Rescale only the rows between the lines holding "REQUEST: glass balcony panel" and "[385,92,392,105]", inclusive. Return every one of those lines, requests included, with each bounding-box coordinate multiplied by 1.3 and rounded to a whole number, halves rounding up.

(begin)

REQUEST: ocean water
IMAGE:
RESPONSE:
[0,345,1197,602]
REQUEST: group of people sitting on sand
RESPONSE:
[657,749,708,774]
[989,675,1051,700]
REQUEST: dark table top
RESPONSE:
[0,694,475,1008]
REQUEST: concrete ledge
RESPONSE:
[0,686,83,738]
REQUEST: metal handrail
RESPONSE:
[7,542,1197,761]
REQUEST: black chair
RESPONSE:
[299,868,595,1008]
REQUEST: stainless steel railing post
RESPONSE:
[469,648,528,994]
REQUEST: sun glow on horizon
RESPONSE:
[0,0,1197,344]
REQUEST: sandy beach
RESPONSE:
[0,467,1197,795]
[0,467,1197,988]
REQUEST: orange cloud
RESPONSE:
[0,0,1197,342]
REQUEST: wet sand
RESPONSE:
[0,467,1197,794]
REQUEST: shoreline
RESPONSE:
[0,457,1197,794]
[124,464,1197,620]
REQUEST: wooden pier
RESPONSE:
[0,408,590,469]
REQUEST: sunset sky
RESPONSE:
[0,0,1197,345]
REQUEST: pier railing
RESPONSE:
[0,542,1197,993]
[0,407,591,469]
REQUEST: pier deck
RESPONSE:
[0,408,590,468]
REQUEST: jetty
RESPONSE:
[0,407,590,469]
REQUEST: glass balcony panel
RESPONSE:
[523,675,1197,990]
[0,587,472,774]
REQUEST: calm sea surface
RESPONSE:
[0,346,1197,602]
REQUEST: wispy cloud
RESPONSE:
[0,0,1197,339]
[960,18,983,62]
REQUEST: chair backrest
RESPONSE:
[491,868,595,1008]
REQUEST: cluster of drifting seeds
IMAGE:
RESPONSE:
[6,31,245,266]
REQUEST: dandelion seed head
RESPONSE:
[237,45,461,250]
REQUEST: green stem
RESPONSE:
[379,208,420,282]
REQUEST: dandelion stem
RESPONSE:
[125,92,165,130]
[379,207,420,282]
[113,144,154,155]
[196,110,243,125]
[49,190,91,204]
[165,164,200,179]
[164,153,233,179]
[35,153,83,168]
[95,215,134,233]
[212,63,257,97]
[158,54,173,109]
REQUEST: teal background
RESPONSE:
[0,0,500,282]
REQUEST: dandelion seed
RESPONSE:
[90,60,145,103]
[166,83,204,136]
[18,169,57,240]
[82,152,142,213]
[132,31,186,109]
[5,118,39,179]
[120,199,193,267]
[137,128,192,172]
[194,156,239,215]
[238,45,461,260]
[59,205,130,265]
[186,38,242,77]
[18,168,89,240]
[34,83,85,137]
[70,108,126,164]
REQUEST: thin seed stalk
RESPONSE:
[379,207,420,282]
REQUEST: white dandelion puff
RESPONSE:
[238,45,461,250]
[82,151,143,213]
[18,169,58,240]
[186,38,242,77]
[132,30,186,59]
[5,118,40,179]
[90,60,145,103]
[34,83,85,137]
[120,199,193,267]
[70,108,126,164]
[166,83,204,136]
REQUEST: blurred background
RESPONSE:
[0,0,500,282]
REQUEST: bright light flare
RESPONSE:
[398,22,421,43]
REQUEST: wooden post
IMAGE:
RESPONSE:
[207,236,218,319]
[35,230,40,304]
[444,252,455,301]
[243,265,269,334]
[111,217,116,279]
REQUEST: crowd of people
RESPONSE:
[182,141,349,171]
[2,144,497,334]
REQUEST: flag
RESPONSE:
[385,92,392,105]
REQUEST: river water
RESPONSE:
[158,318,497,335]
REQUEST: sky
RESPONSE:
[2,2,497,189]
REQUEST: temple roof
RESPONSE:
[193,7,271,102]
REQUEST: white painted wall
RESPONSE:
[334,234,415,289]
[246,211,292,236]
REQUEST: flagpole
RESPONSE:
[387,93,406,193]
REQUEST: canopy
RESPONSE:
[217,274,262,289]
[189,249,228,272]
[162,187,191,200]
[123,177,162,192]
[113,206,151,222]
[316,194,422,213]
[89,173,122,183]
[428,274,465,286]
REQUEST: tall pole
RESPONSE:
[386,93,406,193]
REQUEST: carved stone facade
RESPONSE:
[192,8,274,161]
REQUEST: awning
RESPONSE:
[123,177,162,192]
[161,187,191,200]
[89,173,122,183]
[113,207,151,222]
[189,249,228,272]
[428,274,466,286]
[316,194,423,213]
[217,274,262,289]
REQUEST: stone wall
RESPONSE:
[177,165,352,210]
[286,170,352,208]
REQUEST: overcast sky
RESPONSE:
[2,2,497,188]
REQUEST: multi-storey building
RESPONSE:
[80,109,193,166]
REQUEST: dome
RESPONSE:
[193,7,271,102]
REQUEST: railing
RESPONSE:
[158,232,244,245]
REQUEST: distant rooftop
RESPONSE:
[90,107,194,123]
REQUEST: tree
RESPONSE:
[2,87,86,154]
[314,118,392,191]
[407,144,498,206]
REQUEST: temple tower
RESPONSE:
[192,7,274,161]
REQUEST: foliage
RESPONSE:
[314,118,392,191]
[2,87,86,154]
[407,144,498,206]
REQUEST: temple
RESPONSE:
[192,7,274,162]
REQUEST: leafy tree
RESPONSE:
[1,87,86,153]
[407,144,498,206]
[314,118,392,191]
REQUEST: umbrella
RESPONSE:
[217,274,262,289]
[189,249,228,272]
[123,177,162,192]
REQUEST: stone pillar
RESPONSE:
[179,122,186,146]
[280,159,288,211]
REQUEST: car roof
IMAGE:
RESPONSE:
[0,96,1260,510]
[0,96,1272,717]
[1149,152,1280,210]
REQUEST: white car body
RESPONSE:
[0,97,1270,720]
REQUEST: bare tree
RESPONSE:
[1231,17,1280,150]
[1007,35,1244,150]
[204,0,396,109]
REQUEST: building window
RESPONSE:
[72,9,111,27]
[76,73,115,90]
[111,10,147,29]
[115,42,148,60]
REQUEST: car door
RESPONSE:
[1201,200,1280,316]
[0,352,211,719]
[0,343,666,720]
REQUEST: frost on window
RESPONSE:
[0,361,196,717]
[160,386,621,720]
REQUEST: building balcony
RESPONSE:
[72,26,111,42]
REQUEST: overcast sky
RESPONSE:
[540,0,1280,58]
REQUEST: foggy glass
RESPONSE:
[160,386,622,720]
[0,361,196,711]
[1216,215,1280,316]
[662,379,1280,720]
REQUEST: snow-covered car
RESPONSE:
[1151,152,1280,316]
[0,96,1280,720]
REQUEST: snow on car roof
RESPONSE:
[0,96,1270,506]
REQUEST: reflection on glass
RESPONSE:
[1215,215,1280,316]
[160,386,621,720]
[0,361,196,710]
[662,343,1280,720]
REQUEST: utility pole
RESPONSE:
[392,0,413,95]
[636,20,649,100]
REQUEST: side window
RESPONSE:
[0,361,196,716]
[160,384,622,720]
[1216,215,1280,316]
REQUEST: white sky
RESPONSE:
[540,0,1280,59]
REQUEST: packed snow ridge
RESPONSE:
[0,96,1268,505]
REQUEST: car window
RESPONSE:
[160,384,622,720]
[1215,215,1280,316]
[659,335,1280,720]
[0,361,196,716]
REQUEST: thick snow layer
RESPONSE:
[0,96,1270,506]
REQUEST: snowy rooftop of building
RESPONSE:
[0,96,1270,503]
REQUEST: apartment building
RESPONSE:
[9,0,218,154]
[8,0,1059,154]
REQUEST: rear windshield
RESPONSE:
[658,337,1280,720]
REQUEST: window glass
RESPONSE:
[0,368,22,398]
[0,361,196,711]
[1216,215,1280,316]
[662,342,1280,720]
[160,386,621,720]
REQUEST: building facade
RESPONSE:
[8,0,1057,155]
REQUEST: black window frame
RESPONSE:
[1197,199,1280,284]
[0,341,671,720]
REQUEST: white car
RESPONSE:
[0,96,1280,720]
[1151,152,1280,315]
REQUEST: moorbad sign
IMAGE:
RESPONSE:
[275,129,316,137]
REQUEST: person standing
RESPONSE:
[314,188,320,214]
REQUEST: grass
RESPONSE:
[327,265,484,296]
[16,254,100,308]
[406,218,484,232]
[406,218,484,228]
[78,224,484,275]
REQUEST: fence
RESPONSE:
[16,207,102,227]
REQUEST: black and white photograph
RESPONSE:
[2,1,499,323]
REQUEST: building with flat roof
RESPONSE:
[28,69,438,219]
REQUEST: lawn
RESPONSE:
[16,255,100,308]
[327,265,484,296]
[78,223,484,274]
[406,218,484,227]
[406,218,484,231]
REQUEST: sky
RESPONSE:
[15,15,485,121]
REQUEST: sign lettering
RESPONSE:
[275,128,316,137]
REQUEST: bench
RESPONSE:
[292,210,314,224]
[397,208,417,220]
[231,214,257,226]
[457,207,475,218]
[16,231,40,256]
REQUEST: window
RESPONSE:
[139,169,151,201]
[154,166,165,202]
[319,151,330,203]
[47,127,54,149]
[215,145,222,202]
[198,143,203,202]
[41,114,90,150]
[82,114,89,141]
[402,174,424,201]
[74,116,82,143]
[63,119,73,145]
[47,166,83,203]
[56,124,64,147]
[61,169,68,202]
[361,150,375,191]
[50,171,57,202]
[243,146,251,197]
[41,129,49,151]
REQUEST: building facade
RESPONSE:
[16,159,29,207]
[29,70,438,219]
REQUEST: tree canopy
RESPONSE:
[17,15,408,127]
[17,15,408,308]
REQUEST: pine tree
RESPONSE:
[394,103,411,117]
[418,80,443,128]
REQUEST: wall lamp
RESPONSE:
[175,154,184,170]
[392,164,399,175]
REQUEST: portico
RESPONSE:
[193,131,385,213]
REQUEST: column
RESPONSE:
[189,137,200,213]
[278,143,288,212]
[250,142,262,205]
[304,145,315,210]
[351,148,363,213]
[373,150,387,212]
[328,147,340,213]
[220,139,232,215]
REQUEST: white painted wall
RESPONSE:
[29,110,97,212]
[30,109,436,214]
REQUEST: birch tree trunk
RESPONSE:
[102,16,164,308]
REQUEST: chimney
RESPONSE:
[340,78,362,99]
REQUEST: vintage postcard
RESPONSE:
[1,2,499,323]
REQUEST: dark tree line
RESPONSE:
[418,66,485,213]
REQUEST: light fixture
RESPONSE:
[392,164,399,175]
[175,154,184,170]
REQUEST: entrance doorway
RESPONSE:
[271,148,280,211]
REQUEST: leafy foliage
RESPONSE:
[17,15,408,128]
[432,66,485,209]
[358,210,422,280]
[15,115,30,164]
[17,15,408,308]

(end)

EXERCISE OUTPUT:
REQUEST: glass balcony panel
RESPONSE:
[680,878,1556,1287]
[0,763,614,1006]
REQUEST: calm sea surface
RESPONSE:
[0,450,1556,783]
REQUEST: wispy cloud
RESPONSE:
[0,0,1556,441]
[1248,23,1278,81]
REQUEST: chair backrest
RESPONSE:
[638,1128,774,1310]
REQUEST: cluster of drifting seeds
IMAGE:
RESPONSE:
[8,40,319,346]
REQUEST: dandelion seed head
RESPONSE:
[308,59,599,325]
REQUEST: green stem
RESPONSE:
[493,270,546,367]
REQUEST: dandelion stem
RESPONSE:
[163,120,215,169]
[493,269,546,367]
[147,187,200,202]
[255,143,316,163]
[64,247,118,265]
[215,213,260,233]
[213,199,303,233]
[46,199,108,218]
[124,280,174,303]
[276,82,334,126]
[205,70,225,142]
REQUEST: teal background
RESPONSE:
[0,0,650,367]
REQUEST: dandelion seed
RESPONSE:
[117,78,189,134]
[216,108,265,177]
[23,220,74,312]
[107,198,185,277]
[172,40,242,142]
[7,153,51,233]
[156,259,251,347]
[178,166,250,224]
[252,203,311,280]
[309,59,599,338]
[77,267,169,345]
[242,49,315,100]
[23,218,116,312]
[44,108,111,178]
[91,140,164,213]
REQUEST: thin seed stalk
RESPONSE:
[493,269,546,367]
REQUEST: white dandelion puff
RESPONSE:
[309,59,599,325]
[107,196,186,277]
[23,220,75,312]
[242,49,315,100]
[172,39,242,77]
[7,153,52,233]
[117,78,189,134]
[44,108,111,178]
[156,259,251,347]
[91,140,164,213]
[216,108,265,177]
REQUEST: blurred background
RESPONSE:
[0,0,650,367]
REQUEST: bright light flare
RESPONSE:
[517,29,547,56]
REQUEST: wooden post
IMAGE:
RESPONSE:
[269,307,283,415]
[46,299,52,395]
[577,328,592,391]
[316,345,350,434]
[144,282,151,363]
REQUEST: crowd of people
RESPONSE:
[237,183,454,222]
[3,187,646,434]
REQUEST: flag
RESPONSE:
[501,120,510,137]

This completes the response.